■ Data records
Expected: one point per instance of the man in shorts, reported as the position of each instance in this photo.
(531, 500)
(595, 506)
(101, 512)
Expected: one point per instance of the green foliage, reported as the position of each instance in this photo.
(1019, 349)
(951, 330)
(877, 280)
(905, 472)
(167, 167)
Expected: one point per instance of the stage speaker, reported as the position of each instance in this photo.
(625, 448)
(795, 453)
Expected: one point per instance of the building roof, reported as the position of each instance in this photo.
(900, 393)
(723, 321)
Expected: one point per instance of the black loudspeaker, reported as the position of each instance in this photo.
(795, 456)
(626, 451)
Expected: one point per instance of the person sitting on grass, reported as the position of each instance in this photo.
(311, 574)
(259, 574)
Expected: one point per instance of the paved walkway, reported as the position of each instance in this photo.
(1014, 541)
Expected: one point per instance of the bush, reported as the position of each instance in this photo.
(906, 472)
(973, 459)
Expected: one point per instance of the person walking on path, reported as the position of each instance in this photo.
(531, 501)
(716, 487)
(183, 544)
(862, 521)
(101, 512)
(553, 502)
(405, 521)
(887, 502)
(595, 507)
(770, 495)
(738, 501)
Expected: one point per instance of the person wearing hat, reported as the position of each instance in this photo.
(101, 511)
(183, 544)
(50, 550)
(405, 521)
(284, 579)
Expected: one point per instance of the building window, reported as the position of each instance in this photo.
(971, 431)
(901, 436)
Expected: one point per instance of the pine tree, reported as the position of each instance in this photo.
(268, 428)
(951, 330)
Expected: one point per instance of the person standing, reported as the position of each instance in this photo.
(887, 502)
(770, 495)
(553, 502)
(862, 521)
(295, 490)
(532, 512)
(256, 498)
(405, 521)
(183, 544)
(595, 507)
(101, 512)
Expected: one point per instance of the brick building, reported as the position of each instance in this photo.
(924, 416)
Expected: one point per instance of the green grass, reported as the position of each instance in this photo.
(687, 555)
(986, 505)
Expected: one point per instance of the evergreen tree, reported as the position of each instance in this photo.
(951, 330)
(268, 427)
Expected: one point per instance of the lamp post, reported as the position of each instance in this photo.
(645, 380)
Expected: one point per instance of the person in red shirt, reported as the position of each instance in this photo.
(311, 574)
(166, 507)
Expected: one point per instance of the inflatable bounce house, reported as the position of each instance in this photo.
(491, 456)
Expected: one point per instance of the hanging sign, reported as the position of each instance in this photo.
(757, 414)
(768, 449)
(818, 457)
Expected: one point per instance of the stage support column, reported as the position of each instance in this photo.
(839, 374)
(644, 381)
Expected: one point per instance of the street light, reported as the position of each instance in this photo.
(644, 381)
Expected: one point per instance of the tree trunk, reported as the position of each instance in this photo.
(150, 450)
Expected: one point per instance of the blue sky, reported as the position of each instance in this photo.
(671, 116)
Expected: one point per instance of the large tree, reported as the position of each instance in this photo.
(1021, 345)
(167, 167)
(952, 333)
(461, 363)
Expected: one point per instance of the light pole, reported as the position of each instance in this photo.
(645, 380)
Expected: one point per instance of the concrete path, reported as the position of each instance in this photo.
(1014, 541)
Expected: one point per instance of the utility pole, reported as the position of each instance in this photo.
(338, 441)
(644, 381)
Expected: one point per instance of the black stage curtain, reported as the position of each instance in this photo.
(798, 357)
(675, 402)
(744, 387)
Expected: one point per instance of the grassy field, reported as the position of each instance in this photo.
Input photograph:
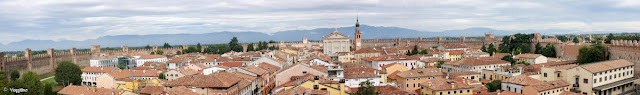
(51, 81)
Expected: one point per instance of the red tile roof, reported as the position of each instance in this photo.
(81, 90)
(98, 69)
(218, 79)
(231, 64)
(152, 56)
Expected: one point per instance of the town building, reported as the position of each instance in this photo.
(90, 74)
(442, 86)
(410, 80)
(531, 58)
(473, 64)
(602, 78)
(335, 42)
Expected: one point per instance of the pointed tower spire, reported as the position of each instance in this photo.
(357, 21)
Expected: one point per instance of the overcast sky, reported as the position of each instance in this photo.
(89, 19)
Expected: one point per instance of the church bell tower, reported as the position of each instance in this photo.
(357, 41)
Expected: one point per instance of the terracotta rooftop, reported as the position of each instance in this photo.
(269, 67)
(508, 93)
(476, 61)
(218, 79)
(564, 67)
(430, 60)
(98, 69)
(456, 52)
(81, 90)
(368, 50)
(152, 56)
(521, 80)
(175, 61)
(527, 55)
(389, 58)
(569, 93)
(231, 64)
(606, 65)
(117, 74)
(422, 72)
(181, 90)
(303, 91)
(441, 84)
(386, 90)
(453, 46)
(544, 86)
(153, 90)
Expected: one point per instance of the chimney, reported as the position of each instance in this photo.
(453, 85)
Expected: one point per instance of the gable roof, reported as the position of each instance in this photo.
(527, 55)
(218, 79)
(606, 65)
(152, 56)
(422, 72)
(336, 33)
(521, 80)
(98, 69)
(82, 90)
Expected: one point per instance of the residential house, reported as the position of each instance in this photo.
(531, 58)
(555, 87)
(602, 78)
(473, 64)
(410, 80)
(299, 69)
(515, 84)
(90, 74)
(150, 58)
(443, 86)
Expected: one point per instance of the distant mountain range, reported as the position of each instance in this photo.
(368, 32)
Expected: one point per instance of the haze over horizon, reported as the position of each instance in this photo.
(80, 20)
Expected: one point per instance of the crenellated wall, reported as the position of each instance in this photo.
(44, 63)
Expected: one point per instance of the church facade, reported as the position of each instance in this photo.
(335, 42)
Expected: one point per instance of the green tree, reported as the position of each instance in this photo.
(147, 47)
(538, 49)
(3, 76)
(549, 50)
(250, 47)
(47, 90)
(510, 59)
(523, 62)
(67, 72)
(609, 38)
(198, 46)
(591, 54)
(366, 88)
(160, 52)
(424, 51)
(161, 76)
(32, 82)
(483, 48)
(491, 49)
(494, 85)
(166, 45)
(562, 38)
(440, 63)
(234, 45)
(14, 74)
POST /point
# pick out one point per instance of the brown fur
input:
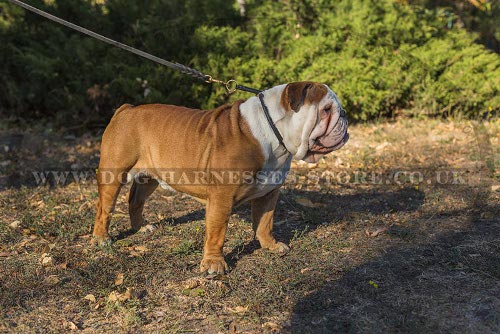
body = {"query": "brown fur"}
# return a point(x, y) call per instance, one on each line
point(154, 138)
point(297, 93)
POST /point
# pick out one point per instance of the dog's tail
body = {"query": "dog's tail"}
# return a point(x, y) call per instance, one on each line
point(122, 108)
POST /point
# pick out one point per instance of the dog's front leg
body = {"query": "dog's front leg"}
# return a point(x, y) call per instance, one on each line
point(217, 215)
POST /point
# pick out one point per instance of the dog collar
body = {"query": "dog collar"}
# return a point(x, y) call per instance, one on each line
point(271, 123)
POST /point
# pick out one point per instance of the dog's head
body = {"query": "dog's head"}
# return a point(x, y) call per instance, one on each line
point(316, 121)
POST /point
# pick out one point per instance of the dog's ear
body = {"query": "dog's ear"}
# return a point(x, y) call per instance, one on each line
point(295, 94)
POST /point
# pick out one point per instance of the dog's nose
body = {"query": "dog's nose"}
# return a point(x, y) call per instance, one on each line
point(342, 112)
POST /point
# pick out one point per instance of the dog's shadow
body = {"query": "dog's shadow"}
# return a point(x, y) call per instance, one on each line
point(334, 208)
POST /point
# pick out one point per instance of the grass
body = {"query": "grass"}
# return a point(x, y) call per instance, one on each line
point(432, 268)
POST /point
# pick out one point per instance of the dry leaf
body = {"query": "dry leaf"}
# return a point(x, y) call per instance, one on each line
point(272, 326)
point(90, 297)
point(279, 222)
point(71, 325)
point(191, 284)
point(15, 224)
point(141, 249)
point(46, 259)
point(238, 309)
point(119, 279)
point(51, 280)
point(147, 228)
point(121, 297)
point(376, 232)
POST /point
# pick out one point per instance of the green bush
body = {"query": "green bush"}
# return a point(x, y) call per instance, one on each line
point(379, 56)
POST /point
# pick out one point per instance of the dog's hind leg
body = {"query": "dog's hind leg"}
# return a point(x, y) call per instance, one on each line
point(141, 189)
point(109, 183)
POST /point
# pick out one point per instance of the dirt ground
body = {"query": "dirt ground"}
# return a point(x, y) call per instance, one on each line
point(397, 232)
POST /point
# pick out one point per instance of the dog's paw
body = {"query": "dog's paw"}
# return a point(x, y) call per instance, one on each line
point(280, 248)
point(99, 241)
point(214, 265)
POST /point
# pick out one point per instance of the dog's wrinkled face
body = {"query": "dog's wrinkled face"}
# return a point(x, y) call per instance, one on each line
point(317, 116)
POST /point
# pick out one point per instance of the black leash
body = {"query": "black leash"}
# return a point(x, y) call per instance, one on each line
point(230, 85)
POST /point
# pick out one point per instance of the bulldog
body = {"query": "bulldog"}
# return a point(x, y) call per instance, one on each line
point(194, 151)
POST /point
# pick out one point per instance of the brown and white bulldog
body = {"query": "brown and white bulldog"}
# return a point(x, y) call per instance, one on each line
point(222, 157)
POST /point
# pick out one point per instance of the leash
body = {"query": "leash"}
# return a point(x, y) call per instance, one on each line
point(230, 85)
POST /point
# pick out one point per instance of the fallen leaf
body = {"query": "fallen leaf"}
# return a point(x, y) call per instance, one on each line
point(191, 284)
point(15, 224)
point(121, 297)
point(119, 279)
point(90, 297)
point(279, 222)
point(238, 309)
point(46, 259)
point(71, 325)
point(51, 280)
point(272, 326)
point(141, 249)
point(147, 228)
point(376, 232)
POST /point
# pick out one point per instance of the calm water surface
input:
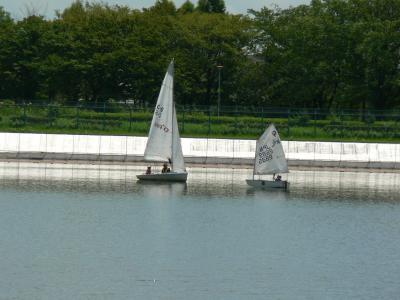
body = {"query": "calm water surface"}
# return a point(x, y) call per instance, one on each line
point(93, 232)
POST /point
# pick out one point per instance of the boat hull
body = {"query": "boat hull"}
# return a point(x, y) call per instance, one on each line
point(170, 177)
point(268, 184)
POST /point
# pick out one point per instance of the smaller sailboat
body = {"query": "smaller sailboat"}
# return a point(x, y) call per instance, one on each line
point(164, 143)
point(269, 160)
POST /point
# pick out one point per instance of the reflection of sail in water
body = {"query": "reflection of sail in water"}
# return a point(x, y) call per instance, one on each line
point(162, 190)
point(267, 194)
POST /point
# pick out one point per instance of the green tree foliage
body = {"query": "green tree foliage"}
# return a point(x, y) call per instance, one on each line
point(332, 53)
point(211, 6)
point(328, 54)
point(187, 7)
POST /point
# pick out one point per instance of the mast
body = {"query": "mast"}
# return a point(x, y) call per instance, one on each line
point(255, 160)
point(173, 109)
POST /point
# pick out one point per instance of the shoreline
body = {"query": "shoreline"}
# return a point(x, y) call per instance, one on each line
point(105, 163)
point(198, 152)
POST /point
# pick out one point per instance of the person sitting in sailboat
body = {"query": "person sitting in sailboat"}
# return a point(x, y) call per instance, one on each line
point(165, 168)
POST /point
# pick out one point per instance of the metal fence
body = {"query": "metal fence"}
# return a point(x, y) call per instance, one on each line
point(243, 122)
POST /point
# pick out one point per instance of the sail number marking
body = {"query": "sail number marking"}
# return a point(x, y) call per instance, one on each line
point(265, 154)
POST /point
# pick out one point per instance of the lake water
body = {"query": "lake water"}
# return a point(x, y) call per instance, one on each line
point(93, 232)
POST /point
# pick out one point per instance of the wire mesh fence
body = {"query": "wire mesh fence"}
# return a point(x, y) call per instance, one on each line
point(197, 121)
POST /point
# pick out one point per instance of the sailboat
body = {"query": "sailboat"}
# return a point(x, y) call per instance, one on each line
point(269, 160)
point(164, 143)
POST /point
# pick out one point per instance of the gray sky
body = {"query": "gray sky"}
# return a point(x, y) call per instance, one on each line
point(17, 8)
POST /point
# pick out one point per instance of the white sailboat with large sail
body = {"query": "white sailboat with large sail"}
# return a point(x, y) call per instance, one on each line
point(164, 143)
point(269, 160)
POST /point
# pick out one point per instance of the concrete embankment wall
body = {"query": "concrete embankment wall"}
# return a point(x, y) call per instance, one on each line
point(196, 150)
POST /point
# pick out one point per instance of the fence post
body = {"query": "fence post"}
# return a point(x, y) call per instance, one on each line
point(236, 120)
point(77, 116)
point(209, 120)
point(24, 108)
point(262, 118)
point(315, 123)
point(104, 116)
point(183, 119)
point(288, 123)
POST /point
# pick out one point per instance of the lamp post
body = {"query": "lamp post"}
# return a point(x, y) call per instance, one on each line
point(219, 87)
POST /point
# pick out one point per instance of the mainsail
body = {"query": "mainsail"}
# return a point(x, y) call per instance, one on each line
point(163, 144)
point(270, 157)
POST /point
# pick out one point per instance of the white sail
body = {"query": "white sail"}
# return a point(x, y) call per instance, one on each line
point(270, 157)
point(163, 144)
point(159, 143)
point(178, 163)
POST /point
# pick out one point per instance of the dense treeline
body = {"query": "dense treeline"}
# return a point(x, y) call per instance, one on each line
point(330, 54)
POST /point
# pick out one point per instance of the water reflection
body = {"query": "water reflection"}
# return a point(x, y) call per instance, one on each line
point(205, 182)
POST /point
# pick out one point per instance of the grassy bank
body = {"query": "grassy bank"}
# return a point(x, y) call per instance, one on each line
point(125, 120)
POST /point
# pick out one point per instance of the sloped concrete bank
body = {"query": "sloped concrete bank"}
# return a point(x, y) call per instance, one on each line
point(237, 153)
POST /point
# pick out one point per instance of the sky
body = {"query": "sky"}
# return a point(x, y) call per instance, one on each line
point(17, 8)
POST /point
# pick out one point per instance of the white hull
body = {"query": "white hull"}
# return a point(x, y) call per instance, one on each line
point(170, 176)
point(268, 184)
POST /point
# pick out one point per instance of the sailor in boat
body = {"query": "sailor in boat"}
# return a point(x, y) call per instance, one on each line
point(165, 168)
point(148, 171)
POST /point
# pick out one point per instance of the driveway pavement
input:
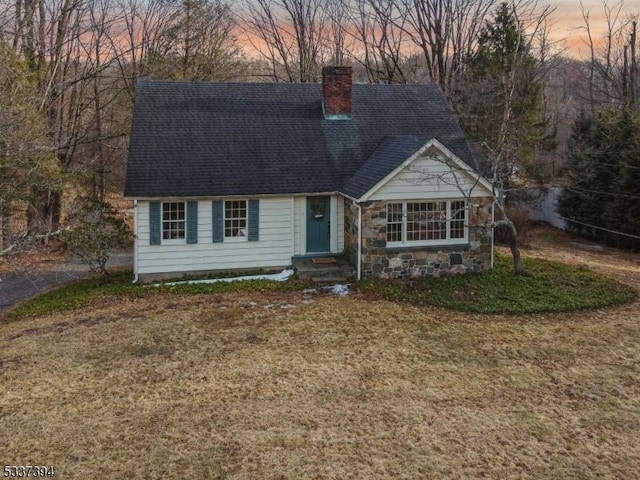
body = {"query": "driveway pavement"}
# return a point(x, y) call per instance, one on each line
point(17, 287)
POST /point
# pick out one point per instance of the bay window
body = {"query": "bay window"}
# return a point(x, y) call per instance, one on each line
point(426, 222)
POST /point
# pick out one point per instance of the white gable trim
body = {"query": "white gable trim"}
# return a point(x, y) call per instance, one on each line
point(457, 163)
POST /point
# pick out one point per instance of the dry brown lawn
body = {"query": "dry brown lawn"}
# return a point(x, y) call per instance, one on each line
point(262, 385)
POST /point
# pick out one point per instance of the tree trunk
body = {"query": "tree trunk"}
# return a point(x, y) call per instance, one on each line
point(515, 251)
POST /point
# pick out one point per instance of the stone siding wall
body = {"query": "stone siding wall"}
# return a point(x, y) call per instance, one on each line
point(351, 231)
point(432, 261)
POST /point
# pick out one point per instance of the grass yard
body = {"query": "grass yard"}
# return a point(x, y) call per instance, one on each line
point(269, 385)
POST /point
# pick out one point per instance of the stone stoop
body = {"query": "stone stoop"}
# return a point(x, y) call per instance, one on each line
point(339, 272)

■ Problem statement
Each line above from the one with "# pick out one point per instance of the wire" up to and including the one with "# pick out one point per instance of the sailboat" must be set down exactly, and no line outside that span may appear.

■ The completed task
# pick out one point per instance of the wire mesh fence
body = {"query": "wire mesh fence"}
# return a point(x, y) call per instance, one on each line
point(197, 121)
POST /point
# pick out one point per instance of the sailboat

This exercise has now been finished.